* _Text excerpt_
In that same year, he played on a second winning Ryder Cup team but a spate of injuries, mainly back problems, as well as personal issues – he split up from Emily, his girlfriend at the time but now his wife, for a spell – drained his confidence.

The arrival of son Freddie, now 18 months, and the impending arrival of twins have helped Howell find happiness off the course and now he is smiling again on it. You want to have seen the pleasure on his face as he sat gazing at the Dunhill Links trophy at his post-event press conference. “There’s always a carrot dangling – and there is the carrot,” he said, touching the impressive piece of silverware.

The victory had been gained by a closing 67 for a tournament record total of 23-under 265. He’d holed from 12 feet to save par at the 17th, then overcame having to hit his second shot off Granny Clark’s Wynd to do likewise at the last. Unable to match his last-hole heroics from 24 hours earlier when he sent his second straight into the cup, Uihlein matched that total with a closing 69. Howell, though, wasn’t going to be denied and holed his downhill birdie putt at the second play-off hole.

* _Records for this task_
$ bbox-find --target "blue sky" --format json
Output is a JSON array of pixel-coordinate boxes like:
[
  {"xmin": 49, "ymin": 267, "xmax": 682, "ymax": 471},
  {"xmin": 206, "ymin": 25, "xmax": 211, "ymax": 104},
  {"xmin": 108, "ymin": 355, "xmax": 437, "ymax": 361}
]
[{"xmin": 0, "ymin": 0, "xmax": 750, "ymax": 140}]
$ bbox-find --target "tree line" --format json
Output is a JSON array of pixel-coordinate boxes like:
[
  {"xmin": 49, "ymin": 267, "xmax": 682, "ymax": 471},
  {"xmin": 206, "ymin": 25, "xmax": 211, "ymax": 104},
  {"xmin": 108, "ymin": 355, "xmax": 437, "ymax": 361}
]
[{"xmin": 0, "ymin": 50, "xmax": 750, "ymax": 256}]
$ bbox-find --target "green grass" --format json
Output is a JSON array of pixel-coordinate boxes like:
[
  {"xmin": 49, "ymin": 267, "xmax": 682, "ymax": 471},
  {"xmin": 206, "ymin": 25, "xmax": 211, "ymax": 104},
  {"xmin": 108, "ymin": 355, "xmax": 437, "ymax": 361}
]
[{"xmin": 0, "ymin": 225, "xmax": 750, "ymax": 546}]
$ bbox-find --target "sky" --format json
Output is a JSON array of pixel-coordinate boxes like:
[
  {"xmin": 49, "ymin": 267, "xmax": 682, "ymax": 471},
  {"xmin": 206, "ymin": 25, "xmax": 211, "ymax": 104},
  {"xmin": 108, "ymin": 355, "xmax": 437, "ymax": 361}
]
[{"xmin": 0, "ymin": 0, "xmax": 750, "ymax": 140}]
* * *
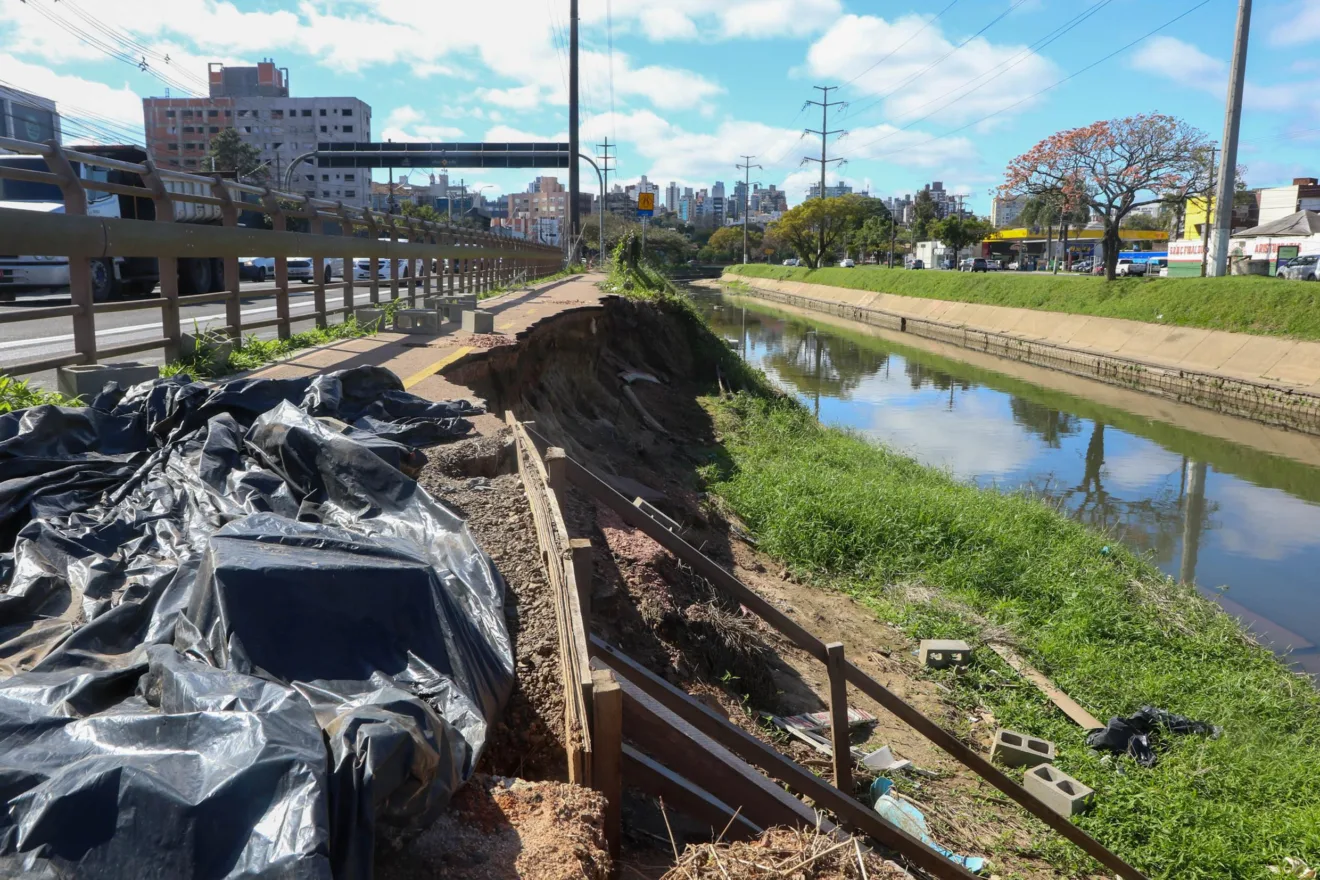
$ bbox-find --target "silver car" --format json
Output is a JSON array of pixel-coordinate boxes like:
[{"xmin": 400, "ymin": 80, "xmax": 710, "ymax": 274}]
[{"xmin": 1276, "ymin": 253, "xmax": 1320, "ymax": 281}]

* _Exercises to complete_
1. In the golf report above, condense the paragraph that begins "The arrival of son Freddie" while keeping its main facts.
2. Copy every line of the entries that contains the string "find", matching case exactly.

* _Task answers_
1. Howell's son Freddie, now 18 months old, and the twins on the way have brought him happiness off the course, and he is smiling again on it. At his post-event press conference he gazed with pleasure at the Dunhill Links trophy and, touching it, said there is always a carrot dangling and this was the carrot.

2.
$ bbox-find --target "blue sky" --format json
$ bbox-find --target "tree line" --format json
$ bbox-find --target "green grass" --format json
$ bbox-find --target "sky" --format json
$ bbox-find --target "silver car" --format json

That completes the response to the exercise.